Location identification items:
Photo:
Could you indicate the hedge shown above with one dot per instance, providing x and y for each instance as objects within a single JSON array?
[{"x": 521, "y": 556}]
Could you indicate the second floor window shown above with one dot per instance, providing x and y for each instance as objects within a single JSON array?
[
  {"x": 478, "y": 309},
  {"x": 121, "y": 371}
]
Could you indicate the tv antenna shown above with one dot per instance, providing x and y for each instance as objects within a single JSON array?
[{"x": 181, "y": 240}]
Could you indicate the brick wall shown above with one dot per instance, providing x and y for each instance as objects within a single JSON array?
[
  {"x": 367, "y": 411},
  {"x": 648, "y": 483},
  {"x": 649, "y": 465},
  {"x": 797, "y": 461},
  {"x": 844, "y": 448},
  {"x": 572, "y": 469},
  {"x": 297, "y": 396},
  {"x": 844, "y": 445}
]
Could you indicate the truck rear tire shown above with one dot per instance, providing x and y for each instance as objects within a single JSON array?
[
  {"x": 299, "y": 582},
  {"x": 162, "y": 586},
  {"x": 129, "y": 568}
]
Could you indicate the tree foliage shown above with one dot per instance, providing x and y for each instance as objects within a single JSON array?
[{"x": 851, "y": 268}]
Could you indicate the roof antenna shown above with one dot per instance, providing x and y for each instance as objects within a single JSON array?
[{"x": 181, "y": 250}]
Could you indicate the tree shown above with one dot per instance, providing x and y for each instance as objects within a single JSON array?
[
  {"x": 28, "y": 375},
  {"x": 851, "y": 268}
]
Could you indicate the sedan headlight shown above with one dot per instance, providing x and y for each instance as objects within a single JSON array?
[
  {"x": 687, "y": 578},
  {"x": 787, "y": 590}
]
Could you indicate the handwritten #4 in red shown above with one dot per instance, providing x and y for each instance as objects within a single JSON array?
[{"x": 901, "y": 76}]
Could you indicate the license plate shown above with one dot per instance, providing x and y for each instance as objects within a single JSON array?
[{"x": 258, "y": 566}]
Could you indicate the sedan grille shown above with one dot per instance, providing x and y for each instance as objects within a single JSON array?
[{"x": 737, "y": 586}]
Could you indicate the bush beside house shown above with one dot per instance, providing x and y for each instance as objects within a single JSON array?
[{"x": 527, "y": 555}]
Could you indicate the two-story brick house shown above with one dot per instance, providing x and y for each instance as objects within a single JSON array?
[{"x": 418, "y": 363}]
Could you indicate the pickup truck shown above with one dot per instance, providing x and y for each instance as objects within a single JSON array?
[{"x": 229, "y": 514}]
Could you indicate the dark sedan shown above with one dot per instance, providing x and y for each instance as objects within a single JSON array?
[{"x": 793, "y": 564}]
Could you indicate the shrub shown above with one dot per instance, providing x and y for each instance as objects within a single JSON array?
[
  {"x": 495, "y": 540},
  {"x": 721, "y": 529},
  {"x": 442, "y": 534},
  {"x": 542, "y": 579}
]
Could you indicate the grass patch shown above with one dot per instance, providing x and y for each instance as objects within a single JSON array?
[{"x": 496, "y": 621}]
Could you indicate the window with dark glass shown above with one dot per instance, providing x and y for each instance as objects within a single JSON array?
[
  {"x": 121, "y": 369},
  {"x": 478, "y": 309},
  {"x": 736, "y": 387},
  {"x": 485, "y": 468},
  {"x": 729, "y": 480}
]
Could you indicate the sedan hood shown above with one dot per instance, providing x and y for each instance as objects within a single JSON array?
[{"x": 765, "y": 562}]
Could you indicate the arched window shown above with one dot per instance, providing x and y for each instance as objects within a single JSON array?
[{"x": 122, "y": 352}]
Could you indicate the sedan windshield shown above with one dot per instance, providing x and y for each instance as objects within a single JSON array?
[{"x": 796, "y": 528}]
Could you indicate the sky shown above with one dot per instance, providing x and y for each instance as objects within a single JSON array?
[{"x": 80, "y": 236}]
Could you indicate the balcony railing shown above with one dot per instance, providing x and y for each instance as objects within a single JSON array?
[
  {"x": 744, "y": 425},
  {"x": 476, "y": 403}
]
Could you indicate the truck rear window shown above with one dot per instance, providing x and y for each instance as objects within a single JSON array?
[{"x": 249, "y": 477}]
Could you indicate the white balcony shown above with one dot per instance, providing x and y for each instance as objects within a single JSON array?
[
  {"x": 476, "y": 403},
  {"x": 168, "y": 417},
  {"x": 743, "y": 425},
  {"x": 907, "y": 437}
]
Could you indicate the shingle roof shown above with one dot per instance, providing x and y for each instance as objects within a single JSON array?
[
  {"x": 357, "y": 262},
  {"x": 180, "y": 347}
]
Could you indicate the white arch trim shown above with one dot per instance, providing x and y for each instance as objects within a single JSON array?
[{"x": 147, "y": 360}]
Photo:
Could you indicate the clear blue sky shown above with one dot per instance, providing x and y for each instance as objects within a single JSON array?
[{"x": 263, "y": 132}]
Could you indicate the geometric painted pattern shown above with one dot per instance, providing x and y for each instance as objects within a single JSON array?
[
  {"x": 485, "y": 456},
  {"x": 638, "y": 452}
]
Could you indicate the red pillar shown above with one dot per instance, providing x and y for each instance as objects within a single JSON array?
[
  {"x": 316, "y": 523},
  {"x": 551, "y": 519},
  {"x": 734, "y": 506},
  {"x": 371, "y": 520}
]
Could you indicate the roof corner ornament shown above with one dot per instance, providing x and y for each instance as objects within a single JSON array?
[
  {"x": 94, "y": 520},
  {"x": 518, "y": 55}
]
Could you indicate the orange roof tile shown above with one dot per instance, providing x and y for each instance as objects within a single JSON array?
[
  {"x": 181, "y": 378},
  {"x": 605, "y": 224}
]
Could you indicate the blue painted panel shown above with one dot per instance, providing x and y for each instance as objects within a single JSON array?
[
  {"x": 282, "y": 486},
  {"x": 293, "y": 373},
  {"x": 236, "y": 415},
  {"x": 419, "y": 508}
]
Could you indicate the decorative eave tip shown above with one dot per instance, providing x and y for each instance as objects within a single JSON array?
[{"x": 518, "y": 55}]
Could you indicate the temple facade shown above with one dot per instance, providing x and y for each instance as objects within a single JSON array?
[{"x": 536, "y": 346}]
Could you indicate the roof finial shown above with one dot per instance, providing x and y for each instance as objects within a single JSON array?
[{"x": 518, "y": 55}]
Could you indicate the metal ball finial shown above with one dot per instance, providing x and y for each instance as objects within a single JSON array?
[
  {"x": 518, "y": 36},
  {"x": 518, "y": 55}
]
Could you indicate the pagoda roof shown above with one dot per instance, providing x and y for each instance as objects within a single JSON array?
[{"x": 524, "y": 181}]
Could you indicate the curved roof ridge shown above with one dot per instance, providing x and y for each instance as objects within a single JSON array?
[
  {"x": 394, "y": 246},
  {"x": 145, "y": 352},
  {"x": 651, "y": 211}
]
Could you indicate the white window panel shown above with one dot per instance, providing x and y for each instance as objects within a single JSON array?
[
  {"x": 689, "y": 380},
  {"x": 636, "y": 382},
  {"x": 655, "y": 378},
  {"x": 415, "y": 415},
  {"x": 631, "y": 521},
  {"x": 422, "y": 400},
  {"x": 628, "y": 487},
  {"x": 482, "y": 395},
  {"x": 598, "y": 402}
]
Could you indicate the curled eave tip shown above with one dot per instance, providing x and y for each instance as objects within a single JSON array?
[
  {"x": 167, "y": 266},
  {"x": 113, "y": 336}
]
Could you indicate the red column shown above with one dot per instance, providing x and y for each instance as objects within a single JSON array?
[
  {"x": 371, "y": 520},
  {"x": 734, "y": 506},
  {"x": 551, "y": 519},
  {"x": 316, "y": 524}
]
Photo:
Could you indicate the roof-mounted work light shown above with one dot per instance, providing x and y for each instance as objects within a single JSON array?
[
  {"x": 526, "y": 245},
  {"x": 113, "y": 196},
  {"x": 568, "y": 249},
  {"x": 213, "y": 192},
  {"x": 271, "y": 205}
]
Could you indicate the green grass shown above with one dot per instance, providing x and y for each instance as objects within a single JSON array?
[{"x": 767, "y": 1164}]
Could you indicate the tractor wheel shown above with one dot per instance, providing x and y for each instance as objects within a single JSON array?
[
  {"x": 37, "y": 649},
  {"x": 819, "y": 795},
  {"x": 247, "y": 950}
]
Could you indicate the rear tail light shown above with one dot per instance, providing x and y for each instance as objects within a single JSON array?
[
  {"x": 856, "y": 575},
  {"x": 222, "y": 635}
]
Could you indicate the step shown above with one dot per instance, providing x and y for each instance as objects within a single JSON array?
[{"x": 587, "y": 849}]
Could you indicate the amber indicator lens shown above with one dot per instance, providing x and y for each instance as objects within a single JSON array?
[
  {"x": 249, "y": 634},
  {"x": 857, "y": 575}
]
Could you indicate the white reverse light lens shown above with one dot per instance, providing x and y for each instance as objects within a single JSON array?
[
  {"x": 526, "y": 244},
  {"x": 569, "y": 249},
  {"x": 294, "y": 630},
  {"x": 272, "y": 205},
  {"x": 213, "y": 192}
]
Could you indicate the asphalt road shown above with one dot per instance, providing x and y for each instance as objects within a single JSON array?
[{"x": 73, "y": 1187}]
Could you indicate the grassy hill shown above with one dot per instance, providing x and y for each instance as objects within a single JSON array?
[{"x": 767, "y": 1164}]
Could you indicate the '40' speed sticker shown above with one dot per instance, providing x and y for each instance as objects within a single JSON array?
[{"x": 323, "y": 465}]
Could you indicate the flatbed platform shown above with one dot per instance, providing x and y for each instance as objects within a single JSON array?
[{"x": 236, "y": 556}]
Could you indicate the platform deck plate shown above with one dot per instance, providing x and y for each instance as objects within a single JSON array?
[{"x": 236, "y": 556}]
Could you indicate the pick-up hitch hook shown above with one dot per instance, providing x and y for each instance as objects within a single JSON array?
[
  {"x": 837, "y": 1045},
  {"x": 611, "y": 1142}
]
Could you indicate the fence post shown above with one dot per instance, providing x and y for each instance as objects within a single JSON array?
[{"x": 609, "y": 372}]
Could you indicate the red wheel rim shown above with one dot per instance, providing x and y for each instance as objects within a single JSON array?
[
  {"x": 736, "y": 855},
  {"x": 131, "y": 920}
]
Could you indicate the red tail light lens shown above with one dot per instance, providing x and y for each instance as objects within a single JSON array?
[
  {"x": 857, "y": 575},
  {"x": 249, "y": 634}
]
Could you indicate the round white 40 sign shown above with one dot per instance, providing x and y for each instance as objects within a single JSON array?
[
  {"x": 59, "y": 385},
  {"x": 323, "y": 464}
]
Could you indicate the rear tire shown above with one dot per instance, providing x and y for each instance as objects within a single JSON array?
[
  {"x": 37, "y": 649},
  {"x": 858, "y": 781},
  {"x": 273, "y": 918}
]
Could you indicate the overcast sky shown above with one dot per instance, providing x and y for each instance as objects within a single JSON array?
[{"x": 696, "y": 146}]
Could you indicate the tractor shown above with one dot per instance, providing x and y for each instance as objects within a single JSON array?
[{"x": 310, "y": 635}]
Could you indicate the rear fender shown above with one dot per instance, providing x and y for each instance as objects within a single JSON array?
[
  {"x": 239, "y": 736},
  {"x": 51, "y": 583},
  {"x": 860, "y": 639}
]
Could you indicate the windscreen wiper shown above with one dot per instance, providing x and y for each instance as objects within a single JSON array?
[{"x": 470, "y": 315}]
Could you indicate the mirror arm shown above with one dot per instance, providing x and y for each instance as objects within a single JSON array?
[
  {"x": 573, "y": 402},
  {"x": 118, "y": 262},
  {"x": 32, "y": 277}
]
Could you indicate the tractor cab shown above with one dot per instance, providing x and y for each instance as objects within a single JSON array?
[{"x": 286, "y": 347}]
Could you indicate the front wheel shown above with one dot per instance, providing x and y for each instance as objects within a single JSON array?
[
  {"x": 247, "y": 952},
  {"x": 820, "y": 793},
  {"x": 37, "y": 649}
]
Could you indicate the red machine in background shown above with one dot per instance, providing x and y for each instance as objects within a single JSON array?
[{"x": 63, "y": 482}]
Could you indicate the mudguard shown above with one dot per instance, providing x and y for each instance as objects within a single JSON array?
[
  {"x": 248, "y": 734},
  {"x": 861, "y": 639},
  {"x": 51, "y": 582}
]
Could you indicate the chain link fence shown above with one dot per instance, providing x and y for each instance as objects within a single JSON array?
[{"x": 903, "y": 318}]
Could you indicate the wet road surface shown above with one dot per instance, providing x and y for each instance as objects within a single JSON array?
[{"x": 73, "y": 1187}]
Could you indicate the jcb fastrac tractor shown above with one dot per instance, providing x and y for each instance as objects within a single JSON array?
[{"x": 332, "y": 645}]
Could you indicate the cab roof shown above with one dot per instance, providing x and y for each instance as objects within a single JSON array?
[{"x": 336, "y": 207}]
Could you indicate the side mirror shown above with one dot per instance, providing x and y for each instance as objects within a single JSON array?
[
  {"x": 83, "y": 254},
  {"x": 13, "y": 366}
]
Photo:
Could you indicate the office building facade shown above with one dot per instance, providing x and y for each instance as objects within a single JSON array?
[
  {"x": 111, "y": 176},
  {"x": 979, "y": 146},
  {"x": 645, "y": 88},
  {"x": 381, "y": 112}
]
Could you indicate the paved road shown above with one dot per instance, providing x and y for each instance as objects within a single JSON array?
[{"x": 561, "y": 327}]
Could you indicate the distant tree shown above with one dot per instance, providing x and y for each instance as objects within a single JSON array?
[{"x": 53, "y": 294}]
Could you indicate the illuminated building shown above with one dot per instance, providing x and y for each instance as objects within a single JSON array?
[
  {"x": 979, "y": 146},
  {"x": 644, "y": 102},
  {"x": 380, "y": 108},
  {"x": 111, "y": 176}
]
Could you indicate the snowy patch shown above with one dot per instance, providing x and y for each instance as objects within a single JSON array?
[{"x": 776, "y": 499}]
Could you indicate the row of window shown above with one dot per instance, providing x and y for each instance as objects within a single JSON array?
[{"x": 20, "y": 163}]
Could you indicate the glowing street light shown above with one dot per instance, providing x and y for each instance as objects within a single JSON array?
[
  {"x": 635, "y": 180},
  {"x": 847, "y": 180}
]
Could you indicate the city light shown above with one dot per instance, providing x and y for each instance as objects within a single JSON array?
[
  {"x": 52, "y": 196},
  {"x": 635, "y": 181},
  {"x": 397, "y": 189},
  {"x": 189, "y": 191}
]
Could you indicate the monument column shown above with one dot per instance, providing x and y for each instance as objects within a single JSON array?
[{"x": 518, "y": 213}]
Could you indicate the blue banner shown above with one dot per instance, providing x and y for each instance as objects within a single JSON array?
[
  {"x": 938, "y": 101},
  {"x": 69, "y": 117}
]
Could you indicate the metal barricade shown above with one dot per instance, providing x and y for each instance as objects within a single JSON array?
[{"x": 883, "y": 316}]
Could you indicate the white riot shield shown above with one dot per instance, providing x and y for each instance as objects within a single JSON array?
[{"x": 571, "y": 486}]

## PROBLEM DETAILS
Each line from the one containing "Could you indicate the monument" to the end of the records should be echoed exactly, and no other line.

## FINAL RESULT
Could you indicate the monument column shown above with one dot per instance, providing x and y for each instance as objects within a single JSON array?
[{"x": 518, "y": 213}]
Could you indicate the blue banner shown above with one dot per instance, providing x and y for each instance as objects within a single JSON array?
[
  {"x": 938, "y": 101},
  {"x": 69, "y": 117}
]
Could you indicate the metal barricade shown above with one dot per instance, providing x and y for each instance as objects within a single JSON array?
[{"x": 883, "y": 316}]
Could you indicate the white riot shield shown above with one dot per instance, providing x and y for each instance as objects within a single JSON array?
[{"x": 571, "y": 486}]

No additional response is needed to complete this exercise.